What is expected: Reproduce the records below without alteration, starting at their first line and ending at the line that contains "(1000, 173)", with both of those lines included.

───── Records shown

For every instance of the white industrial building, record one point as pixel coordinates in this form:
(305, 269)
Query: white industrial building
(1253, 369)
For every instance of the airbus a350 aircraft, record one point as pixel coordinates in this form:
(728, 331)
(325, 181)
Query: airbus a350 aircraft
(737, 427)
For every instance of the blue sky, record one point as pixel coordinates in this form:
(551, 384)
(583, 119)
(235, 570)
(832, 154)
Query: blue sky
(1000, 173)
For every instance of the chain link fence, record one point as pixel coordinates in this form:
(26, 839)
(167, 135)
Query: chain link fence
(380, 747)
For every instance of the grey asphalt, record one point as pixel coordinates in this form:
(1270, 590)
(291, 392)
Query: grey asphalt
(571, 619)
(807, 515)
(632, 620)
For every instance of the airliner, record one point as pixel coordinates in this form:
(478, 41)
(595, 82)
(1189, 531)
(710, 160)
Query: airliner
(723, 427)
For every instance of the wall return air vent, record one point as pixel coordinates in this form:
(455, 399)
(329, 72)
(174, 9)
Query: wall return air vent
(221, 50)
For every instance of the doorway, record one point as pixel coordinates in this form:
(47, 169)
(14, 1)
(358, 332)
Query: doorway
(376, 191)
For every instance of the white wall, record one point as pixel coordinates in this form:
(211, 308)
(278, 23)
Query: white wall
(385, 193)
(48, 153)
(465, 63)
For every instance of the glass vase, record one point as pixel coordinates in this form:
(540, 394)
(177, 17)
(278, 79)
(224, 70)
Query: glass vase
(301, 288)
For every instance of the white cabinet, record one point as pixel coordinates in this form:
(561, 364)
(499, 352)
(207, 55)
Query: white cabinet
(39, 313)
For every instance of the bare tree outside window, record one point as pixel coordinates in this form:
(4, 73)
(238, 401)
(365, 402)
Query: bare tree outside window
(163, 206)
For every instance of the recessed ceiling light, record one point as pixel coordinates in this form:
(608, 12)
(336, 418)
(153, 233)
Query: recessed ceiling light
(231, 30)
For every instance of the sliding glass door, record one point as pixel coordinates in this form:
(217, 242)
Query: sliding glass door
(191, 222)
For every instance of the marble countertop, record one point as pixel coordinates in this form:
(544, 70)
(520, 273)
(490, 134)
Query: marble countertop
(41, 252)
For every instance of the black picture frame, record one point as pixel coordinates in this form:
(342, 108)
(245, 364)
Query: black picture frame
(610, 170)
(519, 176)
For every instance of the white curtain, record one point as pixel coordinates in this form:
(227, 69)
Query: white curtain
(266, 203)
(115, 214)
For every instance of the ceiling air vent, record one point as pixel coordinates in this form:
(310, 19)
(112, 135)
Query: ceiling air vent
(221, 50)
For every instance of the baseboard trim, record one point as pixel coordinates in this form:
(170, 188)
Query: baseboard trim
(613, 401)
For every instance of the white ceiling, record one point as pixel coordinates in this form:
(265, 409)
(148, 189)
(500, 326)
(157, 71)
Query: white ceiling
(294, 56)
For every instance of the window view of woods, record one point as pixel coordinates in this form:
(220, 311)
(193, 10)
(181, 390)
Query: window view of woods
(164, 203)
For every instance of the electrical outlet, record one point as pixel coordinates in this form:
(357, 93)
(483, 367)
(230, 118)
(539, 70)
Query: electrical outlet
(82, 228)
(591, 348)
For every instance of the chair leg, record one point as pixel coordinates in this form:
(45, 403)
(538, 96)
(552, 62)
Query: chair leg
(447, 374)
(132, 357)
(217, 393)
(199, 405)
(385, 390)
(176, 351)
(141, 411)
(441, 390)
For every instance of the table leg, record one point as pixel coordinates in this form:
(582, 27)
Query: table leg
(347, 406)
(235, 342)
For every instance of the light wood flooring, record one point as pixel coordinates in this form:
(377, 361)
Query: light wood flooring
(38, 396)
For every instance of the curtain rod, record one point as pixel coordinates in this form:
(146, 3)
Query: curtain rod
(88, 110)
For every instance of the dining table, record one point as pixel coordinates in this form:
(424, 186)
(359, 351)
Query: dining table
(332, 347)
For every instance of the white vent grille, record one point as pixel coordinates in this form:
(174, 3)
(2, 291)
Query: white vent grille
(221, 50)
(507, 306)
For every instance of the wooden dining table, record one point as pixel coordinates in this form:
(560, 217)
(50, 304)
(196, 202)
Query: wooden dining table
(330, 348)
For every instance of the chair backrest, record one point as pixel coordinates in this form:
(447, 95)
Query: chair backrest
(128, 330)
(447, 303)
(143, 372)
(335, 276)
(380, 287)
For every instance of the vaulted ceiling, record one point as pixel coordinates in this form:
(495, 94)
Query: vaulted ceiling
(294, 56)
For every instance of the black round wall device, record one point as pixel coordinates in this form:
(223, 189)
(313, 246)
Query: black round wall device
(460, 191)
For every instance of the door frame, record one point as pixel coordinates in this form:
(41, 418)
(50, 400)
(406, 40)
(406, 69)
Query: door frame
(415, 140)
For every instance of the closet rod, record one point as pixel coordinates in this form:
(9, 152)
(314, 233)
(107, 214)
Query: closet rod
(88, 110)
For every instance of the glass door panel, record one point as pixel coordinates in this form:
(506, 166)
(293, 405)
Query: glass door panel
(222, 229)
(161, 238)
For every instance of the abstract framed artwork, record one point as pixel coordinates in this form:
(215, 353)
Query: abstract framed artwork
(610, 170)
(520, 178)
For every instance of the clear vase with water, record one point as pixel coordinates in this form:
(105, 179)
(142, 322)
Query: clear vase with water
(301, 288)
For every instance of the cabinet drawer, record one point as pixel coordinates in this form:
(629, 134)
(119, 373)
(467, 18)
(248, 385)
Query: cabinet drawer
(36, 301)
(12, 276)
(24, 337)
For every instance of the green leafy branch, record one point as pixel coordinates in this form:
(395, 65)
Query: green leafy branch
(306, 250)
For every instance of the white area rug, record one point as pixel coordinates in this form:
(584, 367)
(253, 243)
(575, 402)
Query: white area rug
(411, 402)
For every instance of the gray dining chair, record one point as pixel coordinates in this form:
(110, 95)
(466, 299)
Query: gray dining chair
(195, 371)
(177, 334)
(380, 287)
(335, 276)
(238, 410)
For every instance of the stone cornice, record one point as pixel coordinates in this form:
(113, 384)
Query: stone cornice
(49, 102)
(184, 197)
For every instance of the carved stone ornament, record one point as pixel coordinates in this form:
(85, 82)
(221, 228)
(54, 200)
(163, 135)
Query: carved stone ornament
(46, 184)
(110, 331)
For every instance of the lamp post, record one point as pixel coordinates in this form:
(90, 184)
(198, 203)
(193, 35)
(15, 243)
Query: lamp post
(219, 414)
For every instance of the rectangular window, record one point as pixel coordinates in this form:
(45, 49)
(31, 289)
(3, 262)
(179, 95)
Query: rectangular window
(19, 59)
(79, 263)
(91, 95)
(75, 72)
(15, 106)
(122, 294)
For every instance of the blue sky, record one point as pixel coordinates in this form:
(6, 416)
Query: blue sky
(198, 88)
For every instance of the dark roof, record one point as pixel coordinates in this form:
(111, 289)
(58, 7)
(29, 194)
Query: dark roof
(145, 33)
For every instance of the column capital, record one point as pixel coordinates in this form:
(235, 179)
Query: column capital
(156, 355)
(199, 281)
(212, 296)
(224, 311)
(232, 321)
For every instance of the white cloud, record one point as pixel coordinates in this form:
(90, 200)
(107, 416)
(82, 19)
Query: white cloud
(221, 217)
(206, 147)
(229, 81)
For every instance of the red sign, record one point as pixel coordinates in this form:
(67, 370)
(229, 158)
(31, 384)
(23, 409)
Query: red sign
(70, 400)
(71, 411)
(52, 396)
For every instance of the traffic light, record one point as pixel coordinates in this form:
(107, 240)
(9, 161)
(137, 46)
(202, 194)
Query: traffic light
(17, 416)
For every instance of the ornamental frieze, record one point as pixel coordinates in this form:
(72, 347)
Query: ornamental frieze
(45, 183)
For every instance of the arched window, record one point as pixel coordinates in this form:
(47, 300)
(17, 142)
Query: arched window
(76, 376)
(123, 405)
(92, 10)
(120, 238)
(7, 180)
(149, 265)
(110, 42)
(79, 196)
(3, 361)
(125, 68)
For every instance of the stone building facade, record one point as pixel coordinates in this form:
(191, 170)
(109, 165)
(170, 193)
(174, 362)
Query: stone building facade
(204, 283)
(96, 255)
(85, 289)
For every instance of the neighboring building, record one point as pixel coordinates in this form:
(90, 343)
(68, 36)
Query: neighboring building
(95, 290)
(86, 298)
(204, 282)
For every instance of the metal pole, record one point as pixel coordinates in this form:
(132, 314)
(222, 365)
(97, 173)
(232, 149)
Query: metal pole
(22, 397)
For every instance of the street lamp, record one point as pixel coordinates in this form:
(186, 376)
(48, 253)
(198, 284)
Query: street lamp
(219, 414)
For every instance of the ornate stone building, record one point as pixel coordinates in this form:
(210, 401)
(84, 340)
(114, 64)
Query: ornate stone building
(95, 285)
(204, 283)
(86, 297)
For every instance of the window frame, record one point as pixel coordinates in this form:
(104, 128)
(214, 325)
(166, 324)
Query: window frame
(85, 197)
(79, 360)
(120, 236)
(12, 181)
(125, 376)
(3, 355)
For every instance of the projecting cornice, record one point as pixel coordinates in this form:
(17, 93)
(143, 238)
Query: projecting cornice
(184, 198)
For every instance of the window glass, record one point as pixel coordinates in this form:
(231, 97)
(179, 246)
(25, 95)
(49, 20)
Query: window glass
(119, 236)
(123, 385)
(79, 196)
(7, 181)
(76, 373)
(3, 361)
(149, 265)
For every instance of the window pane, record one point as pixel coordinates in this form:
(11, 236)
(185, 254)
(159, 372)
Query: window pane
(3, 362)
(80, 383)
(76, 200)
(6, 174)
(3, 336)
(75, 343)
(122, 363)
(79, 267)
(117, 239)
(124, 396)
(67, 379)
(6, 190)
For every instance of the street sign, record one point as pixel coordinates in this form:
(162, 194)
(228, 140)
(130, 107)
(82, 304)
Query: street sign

──────────

The answer:
For every instance of the white industrial building, record one point as pixel coordinates in this form:
(305, 269)
Query: white industrial building
(1253, 369)
For every instance of the airbus a350 aircraft, record one point as pixel coordinates in this form:
(728, 331)
(325, 181)
Query: airbus a350 aircraft
(737, 427)
For every instance of the blue sky, record one point as pixel coordinates in this form:
(551, 384)
(583, 119)
(235, 570)
(832, 154)
Query: blue sky
(1000, 173)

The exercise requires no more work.